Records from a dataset

* * *

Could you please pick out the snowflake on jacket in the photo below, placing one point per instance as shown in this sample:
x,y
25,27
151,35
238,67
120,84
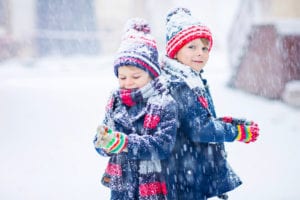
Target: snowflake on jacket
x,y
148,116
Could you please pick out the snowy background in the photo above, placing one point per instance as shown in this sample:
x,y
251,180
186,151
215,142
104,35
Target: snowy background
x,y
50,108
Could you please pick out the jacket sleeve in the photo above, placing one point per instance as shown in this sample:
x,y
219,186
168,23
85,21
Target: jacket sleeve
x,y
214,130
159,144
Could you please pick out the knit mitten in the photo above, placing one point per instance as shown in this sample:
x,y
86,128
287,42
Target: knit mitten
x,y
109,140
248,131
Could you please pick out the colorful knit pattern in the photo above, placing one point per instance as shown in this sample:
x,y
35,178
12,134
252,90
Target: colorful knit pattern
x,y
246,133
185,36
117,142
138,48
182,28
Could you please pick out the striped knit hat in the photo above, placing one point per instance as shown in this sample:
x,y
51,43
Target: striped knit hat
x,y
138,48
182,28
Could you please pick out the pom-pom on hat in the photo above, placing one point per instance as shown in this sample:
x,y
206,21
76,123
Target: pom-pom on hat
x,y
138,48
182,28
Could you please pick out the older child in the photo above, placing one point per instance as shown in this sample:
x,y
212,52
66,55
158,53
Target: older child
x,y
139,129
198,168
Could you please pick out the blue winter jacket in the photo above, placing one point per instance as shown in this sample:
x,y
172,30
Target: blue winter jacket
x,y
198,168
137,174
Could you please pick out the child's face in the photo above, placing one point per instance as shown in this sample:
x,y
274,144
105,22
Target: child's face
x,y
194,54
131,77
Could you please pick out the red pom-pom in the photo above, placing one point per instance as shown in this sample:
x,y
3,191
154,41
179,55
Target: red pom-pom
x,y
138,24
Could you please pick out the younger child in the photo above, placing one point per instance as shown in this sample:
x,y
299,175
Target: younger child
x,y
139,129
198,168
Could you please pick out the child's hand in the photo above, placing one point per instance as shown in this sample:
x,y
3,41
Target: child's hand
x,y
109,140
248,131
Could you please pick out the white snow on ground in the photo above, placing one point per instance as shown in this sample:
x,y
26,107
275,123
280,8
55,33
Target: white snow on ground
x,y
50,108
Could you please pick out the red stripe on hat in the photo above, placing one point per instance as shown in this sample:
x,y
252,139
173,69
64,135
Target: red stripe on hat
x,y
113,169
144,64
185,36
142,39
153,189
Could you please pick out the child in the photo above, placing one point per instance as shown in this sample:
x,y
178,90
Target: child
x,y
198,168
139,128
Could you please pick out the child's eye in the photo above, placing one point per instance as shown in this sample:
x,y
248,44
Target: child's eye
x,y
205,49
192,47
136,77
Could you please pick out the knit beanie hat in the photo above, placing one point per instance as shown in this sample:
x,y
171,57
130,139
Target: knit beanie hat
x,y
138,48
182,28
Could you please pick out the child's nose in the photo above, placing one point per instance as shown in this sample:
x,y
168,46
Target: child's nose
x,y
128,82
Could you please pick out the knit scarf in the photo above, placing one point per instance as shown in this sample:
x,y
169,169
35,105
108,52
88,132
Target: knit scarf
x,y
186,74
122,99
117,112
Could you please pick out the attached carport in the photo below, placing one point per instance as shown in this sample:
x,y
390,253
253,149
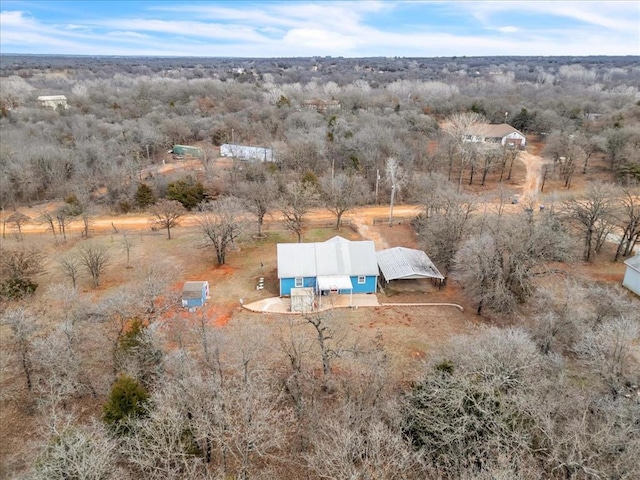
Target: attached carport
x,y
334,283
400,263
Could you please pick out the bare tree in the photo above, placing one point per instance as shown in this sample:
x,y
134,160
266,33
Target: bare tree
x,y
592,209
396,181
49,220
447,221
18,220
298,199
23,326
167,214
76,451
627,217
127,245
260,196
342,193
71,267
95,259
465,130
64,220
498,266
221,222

* * *

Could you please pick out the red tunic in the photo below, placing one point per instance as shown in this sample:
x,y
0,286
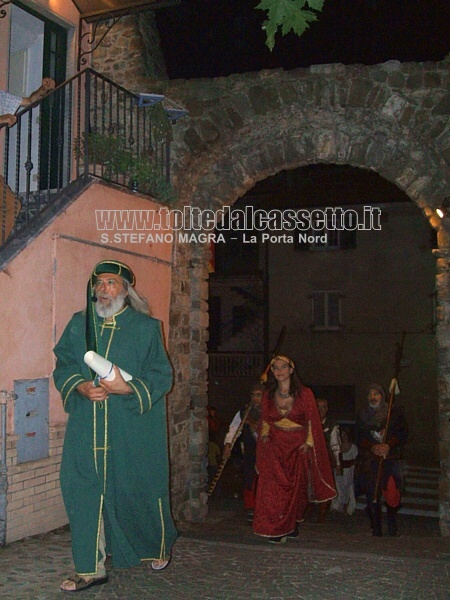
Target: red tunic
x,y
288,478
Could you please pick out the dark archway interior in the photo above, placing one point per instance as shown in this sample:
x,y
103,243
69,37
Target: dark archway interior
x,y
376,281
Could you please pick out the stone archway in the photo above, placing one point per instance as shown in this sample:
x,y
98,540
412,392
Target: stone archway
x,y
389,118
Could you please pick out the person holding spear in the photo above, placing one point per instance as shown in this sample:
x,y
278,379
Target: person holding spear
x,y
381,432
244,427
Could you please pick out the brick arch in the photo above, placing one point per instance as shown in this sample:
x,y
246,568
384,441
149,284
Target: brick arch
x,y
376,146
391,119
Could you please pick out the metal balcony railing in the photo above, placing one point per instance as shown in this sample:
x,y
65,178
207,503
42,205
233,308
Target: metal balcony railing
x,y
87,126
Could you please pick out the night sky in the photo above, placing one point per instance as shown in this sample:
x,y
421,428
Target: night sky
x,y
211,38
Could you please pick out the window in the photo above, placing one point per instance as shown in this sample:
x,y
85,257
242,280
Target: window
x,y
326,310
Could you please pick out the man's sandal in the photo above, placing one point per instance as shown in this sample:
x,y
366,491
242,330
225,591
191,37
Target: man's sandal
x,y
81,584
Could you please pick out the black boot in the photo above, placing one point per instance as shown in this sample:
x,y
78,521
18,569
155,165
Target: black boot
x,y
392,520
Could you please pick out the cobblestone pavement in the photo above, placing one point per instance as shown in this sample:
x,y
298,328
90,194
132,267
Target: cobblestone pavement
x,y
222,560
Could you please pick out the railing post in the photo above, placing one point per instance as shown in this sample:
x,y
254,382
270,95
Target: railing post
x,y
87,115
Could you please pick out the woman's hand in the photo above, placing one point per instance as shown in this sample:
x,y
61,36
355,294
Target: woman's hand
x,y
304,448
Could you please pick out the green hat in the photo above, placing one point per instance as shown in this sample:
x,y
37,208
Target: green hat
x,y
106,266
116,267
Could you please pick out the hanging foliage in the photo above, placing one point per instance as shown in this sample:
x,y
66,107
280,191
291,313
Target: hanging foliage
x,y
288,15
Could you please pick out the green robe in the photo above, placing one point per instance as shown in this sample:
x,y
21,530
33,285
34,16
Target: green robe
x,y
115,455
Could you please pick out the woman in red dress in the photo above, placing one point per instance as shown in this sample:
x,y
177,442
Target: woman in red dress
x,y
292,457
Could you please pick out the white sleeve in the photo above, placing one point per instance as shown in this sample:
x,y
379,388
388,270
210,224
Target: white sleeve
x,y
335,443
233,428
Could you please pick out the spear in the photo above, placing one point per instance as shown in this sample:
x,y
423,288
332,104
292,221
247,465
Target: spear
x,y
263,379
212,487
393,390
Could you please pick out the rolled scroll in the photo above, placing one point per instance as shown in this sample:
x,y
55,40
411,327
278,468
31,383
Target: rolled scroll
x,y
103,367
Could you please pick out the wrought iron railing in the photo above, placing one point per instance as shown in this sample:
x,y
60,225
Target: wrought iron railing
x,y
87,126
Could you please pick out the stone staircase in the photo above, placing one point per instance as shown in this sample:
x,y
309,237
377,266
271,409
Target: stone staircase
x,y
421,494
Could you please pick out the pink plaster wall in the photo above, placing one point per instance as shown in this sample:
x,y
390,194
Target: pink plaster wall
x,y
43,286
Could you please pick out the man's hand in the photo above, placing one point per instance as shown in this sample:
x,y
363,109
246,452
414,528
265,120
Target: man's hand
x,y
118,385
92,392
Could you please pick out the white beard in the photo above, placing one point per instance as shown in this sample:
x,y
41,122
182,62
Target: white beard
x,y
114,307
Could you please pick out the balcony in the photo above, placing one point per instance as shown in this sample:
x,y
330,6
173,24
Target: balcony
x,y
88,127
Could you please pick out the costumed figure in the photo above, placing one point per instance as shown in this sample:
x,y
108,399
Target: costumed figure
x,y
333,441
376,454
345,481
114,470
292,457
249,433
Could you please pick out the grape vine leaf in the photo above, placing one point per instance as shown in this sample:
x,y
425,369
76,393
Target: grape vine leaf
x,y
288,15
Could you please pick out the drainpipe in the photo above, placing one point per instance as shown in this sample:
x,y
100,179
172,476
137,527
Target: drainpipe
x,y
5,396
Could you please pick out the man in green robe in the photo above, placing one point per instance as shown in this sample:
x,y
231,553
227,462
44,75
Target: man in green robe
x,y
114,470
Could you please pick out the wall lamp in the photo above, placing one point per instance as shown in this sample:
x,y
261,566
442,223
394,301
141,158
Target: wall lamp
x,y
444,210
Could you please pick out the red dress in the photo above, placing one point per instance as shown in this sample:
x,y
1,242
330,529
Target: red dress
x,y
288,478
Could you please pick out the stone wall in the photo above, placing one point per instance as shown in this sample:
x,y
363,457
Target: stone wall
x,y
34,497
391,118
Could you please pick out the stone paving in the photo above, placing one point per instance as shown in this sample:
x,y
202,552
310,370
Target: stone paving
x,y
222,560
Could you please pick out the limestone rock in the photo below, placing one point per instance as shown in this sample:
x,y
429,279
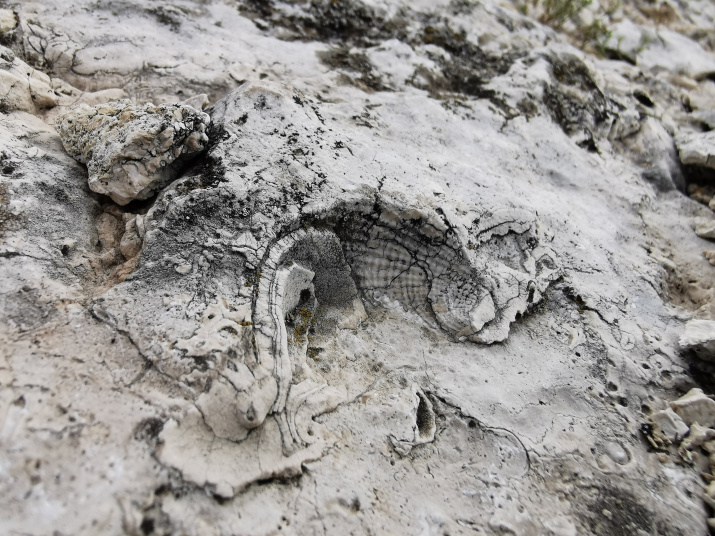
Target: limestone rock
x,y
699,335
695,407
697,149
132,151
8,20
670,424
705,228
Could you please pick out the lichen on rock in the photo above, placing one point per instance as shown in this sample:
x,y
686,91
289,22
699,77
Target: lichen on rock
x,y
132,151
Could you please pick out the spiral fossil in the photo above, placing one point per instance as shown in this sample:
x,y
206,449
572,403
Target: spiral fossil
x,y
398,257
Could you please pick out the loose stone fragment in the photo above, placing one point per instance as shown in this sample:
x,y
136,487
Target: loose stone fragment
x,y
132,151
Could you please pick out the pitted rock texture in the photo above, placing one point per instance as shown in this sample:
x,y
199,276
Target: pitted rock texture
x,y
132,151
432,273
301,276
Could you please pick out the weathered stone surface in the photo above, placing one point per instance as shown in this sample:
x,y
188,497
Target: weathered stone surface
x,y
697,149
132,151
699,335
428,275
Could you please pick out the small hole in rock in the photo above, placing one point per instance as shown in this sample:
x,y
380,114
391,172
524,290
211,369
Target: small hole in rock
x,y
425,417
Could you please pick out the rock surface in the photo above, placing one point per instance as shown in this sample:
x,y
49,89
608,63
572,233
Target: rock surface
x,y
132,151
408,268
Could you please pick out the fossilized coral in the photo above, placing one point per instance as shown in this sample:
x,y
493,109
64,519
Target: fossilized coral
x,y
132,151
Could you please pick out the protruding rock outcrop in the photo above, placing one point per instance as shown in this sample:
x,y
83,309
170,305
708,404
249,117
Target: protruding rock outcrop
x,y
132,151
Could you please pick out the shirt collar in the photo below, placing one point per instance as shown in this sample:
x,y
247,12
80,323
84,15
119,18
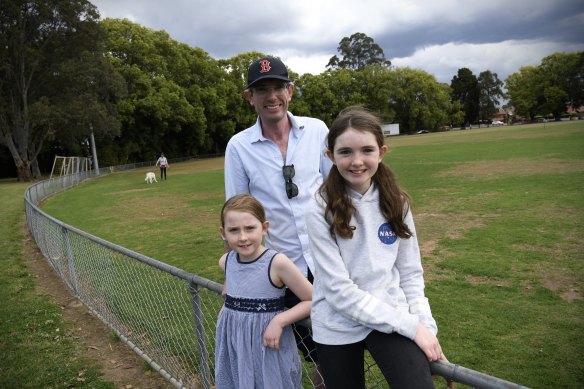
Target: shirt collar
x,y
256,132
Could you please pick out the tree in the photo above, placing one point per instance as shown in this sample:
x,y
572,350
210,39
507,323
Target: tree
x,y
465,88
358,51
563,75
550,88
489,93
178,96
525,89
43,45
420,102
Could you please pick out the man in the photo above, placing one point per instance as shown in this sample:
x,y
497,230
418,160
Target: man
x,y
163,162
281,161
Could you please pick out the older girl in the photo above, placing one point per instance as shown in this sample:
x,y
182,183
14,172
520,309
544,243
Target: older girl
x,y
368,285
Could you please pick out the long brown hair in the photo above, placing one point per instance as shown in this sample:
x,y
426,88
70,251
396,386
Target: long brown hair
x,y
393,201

* * *

**THE TASK**
In the data above, find each line that has the word "below" and copy it out.

**WRITTEN RESPONSE**
Could you please pick out the snowflake on jacket in the photo below, placing one point per instance as shown in this sample:
Could you please pick out the attached carport in the photo below, placing one point per instance as shown in this sample:
Could you please pick out the red tunic in the photo below, placing one point per instance as shown in this sample:
Could you please pick out the limestone rock in the photo below, placing one point per instance as shown in this sample:
Could you please pick out the shirt collar in the photo below, placing one point per instance as shown in this sample:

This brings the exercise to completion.